# [Problem details]
Could you output the material below as a numbered list, skipping blank lines and leaving out the pictures?
— Start of The data —
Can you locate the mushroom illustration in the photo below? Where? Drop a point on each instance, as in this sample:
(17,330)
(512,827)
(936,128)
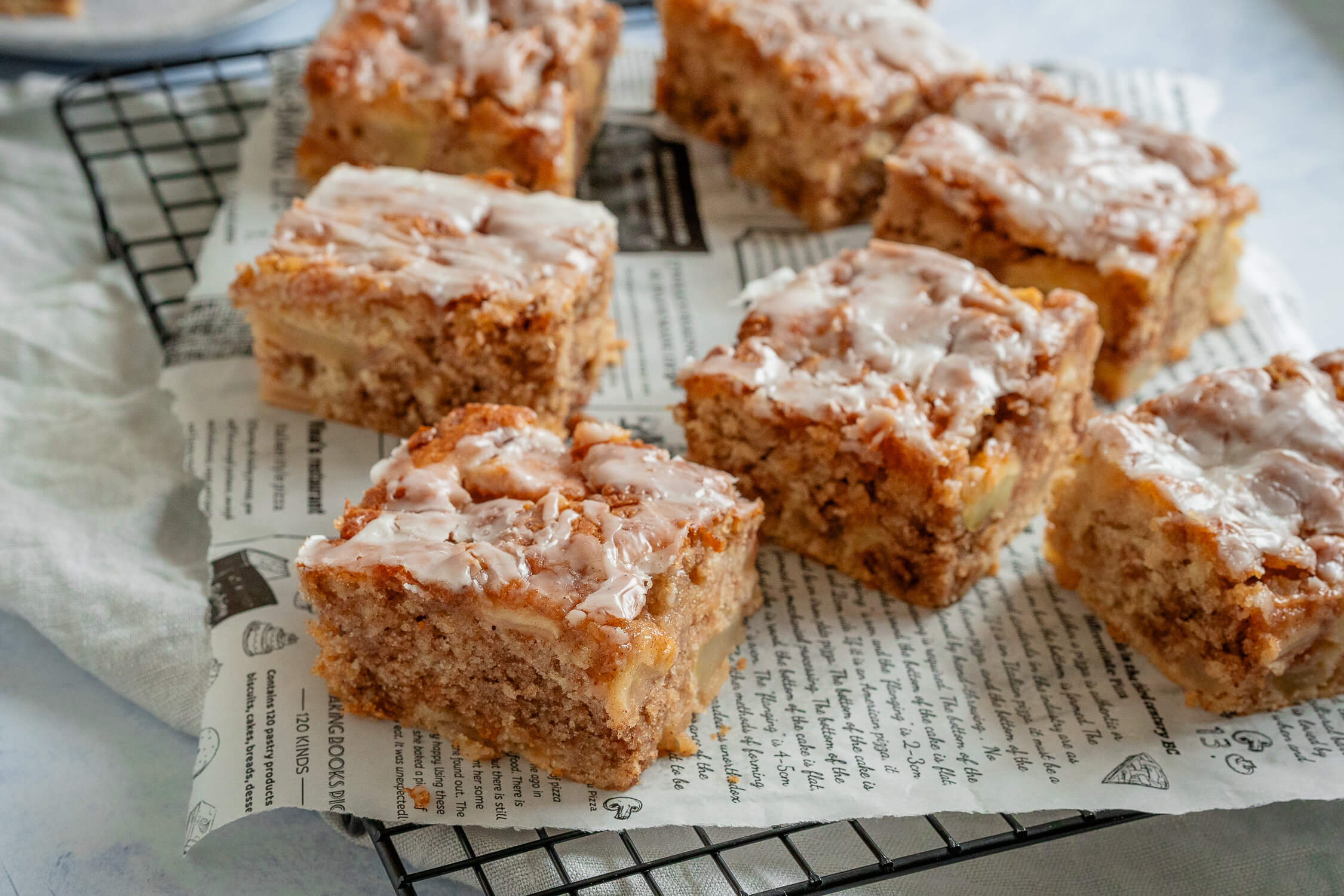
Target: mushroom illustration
— End of The data —
# [Written response]
1. Can you locate the mushroom illustration in the photo below? Where? Drop a point on each instance, as in this sample:
2. (17,330)
3. (512,827)
4. (936,128)
5. Target: mushroom illustration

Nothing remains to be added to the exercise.